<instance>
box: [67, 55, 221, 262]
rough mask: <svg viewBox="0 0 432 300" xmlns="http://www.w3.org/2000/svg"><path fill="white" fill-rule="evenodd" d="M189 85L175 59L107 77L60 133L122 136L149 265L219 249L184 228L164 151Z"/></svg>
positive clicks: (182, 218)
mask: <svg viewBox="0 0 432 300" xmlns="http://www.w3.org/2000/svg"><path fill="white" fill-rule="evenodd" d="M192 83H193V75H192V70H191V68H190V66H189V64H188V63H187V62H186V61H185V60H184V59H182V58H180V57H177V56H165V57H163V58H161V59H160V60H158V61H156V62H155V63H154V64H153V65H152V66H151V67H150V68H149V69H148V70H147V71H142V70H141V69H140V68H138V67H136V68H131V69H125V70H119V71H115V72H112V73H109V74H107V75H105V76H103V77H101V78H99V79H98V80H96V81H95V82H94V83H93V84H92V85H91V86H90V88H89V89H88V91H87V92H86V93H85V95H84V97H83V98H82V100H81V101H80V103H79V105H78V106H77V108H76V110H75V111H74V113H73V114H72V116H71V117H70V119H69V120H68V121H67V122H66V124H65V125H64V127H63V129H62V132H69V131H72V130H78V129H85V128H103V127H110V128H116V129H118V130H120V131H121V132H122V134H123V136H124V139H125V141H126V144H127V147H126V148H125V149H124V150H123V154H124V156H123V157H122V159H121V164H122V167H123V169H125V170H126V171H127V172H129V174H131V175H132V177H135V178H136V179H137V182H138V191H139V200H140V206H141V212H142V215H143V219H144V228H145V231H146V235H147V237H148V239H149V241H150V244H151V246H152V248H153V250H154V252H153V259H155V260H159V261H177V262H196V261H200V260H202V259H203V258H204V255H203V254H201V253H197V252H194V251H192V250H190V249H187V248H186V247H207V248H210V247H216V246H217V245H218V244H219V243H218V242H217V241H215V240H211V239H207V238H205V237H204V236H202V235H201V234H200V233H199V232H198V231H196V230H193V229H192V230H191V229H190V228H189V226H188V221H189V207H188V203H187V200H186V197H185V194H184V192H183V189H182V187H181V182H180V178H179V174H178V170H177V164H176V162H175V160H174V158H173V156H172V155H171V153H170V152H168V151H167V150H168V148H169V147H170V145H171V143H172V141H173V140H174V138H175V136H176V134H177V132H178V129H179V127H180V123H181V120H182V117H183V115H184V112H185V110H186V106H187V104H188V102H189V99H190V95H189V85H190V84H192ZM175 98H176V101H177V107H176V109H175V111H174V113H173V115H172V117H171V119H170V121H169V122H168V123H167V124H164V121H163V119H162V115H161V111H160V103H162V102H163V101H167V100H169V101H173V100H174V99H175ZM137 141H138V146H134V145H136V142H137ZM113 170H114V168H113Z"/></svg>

YOUR ASSIGNMENT: Only one stretch of the records above is wanted: the lines between the one holding "box: [67, 55, 221, 262]" and the one holding "rough mask: <svg", inclusive, reproduced exactly.

TASK ANSWER:
box: [67, 55, 221, 262]
rough mask: <svg viewBox="0 0 432 300" xmlns="http://www.w3.org/2000/svg"><path fill="white" fill-rule="evenodd" d="M189 85L175 59L107 77L60 133L122 136L149 265L219 249L184 228L164 151Z"/></svg>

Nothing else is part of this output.